Excerpts of pointing data
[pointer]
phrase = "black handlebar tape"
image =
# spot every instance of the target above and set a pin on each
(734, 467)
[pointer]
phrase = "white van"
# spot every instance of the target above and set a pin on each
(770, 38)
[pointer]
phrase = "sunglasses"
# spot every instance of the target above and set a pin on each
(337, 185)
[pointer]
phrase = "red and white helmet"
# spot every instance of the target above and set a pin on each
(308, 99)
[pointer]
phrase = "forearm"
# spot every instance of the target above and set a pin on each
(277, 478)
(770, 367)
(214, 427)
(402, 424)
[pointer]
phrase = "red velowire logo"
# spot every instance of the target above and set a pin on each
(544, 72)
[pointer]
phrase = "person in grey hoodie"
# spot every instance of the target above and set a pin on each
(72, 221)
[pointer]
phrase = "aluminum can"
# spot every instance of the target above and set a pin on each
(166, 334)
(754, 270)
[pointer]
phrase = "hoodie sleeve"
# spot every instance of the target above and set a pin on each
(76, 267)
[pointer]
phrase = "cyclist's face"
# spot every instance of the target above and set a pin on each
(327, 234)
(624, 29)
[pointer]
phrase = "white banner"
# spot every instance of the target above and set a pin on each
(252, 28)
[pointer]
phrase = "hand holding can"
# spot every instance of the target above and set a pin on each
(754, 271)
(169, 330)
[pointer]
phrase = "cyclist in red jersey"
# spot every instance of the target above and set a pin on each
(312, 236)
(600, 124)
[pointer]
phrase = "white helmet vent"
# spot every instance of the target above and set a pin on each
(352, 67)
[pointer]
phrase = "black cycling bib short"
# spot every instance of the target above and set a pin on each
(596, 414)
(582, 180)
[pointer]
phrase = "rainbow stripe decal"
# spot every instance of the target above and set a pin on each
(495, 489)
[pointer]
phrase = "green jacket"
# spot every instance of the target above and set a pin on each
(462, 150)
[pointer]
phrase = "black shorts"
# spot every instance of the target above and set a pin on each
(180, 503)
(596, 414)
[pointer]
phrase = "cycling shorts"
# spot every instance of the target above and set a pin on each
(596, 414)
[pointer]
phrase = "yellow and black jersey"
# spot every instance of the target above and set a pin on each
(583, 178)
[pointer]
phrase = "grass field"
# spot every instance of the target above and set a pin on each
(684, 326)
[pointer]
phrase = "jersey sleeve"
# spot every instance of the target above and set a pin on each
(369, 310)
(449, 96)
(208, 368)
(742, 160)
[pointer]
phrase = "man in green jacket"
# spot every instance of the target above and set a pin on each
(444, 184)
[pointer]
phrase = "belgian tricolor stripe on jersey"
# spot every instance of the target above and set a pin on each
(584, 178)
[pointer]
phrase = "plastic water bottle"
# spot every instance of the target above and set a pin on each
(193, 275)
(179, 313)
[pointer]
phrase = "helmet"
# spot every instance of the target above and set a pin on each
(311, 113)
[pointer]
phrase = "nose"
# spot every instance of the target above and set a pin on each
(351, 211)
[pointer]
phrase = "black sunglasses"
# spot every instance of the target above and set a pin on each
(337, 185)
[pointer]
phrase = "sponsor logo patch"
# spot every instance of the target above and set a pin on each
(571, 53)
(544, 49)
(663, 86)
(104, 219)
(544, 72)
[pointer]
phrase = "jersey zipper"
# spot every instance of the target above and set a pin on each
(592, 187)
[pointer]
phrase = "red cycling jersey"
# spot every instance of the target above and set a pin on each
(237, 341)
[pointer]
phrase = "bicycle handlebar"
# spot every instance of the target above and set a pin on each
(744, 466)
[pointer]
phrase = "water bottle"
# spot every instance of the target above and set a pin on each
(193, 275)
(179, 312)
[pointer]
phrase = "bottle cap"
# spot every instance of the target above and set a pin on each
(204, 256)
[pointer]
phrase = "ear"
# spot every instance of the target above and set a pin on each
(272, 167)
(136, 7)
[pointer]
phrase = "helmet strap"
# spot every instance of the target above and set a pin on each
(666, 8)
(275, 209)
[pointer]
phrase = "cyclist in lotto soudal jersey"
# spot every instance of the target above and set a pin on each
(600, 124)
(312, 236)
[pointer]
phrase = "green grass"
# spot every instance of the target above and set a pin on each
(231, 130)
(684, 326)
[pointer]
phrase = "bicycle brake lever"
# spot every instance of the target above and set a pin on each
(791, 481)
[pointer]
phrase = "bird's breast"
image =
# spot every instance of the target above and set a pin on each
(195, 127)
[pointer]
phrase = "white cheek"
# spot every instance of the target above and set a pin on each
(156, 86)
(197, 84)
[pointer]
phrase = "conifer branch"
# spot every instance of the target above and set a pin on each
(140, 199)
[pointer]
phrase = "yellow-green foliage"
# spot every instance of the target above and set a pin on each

▶ Work required
Every line of the data above should be copied exactly.

▶ Response to the task
[pointer]
phrase = "black handlebar tape"
image =
# spot every instance of the target above and set a pin on each
(734, 467)
[pointer]
phrase = "white van"
# spot every instance of the target above and set a pin on each
(770, 38)
[pointer]
phrase = "sunglasses"
# spot every instance of the target above and set a pin on each
(337, 185)
[pointer]
phrase = "red and white helmet"
# spot every instance of the target above and set a pin on each
(308, 99)
[pointer]
phrase = "forearm"
# spot every instance of the target above and set a pin on each
(277, 478)
(770, 367)
(214, 427)
(402, 424)
[pointer]
phrase = "red velowire logo"
# spot every instance of the target above and set a pin on each
(544, 72)
[pointer]
phrase = "person in grey hoodie"
# spot every instance of the target above and set a pin on each
(72, 221)
[pointer]
phrase = "aluminum can"
# spot every instance of the target above and set a pin on each
(166, 334)
(754, 270)
[pointer]
phrase = "hoodie sleeve"
# spot every instance of the target above and set a pin on each
(76, 267)
[pointer]
phrase = "cyclist's face"
# spot every instance of the target above and set a pin on each
(327, 234)
(624, 29)
[pointer]
phrase = "white banner"
# spot every instance of the target above and set a pin on each
(252, 28)
[pointer]
phrase = "hand holding can"
# spot every instance of the target above and set a pin on each
(754, 271)
(169, 330)
[pointer]
phrase = "cyclist in red jersey"
# spot every instance of the target above and set a pin on each
(312, 236)
(600, 124)
[pointer]
phrase = "white helmet vent"
# spot every instance of the target above and set a pin on each
(352, 67)
[pointer]
phrase = "black cycling bib short"
# spot every instance of the target above and set a pin on each
(596, 414)
(582, 180)
[pointer]
phrase = "rainbow stripe decal"
# spot every instance of the target above and set a pin on each
(495, 489)
[pointer]
phrase = "green jacket"
# spot every instance of the target above and set a pin on each
(462, 150)
[pointer]
phrase = "black shorts"
# spot every instance of the target above and set a pin on each
(180, 503)
(596, 414)
[pointer]
phrase = "cycling shorts"
# spot every instance of the target above and set a pin on each
(596, 414)
[pointer]
phrase = "yellow and black jersey"
# spot every instance of the target above and set a pin on each
(583, 178)
[pointer]
phrase = "grass field"
# spot every instance of the target above and set a pin on each
(684, 326)
[pointer]
phrase = "jersey sleeve"
# spot every instance of the target above and set a pin on each
(369, 310)
(449, 96)
(208, 368)
(742, 160)
[pointer]
phrase = "man in green jacket"
# spot every instance of the target above and set a pin on each
(444, 184)
[pointer]
phrase = "belgian tricolor stripe on jersey"
# spot every instance of the target above and set a pin on each
(584, 178)
[pointer]
phrase = "plastic water bottle"
# spot every instance of the target above and set a pin on each
(193, 275)
(179, 313)
[pointer]
phrase = "helmet"
# spot every instance of the target above and set a pin on each
(311, 113)
[pointer]
phrase = "nose"
# spot every instance of the target above and set a pin on each
(351, 211)
[pointer]
phrase = "black sunglasses"
# spot every instance of the target above and set a pin on each
(337, 185)
[pointer]
phrase = "sponsor logo patch"
# spot every instance of the target above and set a pin on each
(571, 53)
(544, 49)
(663, 86)
(104, 219)
(544, 72)
[pointer]
phrase = "jersey zipper"
# spot every instance of the target above and set a pin on each
(592, 187)
[pointer]
phrase = "red cycling jersey"
# spot every instance of the target above and set a pin on each
(237, 341)
[pointer]
phrase = "bicycle handlebar"
# spot every instance of the target above and set a pin on each
(744, 466)
[pointer]
phrase = "water bottle"
# spot every instance of the target above and set a pin on each
(193, 275)
(179, 312)
[pointer]
phrase = "bottle cap"
# spot every instance of the target above and set a pin on each
(204, 256)
[pointer]
phrase = "ear"
# spot every instance of the target above and set a pin on each
(272, 167)
(136, 7)
[pointer]
phrase = "helmet strap"
# spot every instance of the target above and set a pin on each
(666, 8)
(275, 209)
[pointer]
phrase = "cyclist in lotto soudal jersey"
# spot every instance of the target above and set a pin on each
(600, 124)
(312, 236)
[pointer]
phrase = "green grass"
# spot every instance of the target above and set a pin on each
(231, 130)
(684, 326)
[pointer]
phrase = "bicycle brake lever"
# spot every instance of the target above and set a pin on each
(791, 481)
[pointer]
phrase = "bird's breast"
image =
# spot every instance of the target above and set a pin on each
(195, 127)
[pointer]
phrase = "white cheek"
# spot every instance of the target above and set a pin on each
(156, 86)
(197, 84)
[pointer]
phrase = "conifer branch"
# spot every instance of the target above and set a pin on each
(140, 199)
[pointer]
phrase = "yellow-green foliage"
# spot every instance of the target above and set a pin on each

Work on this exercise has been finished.